REQUIRED TASK: Rewrite the entries below, substituting "loop" for every occurrence of "ring" and leaving everything else unchanged.

* * * * *

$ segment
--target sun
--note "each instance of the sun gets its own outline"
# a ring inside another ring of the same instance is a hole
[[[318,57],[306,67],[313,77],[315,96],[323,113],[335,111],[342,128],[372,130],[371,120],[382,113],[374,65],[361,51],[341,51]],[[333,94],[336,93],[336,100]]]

* * * * *

OUTPUT:
$ segment
--target sun
--note "each instance of the sun gets its own outline"
# a loop inside another loop of the same instance is a hole
[[[318,57],[306,67],[313,77],[315,96],[323,113],[335,111],[342,128],[372,130],[371,120],[382,113],[374,65],[361,51],[341,51]],[[333,94],[336,93],[336,100]]]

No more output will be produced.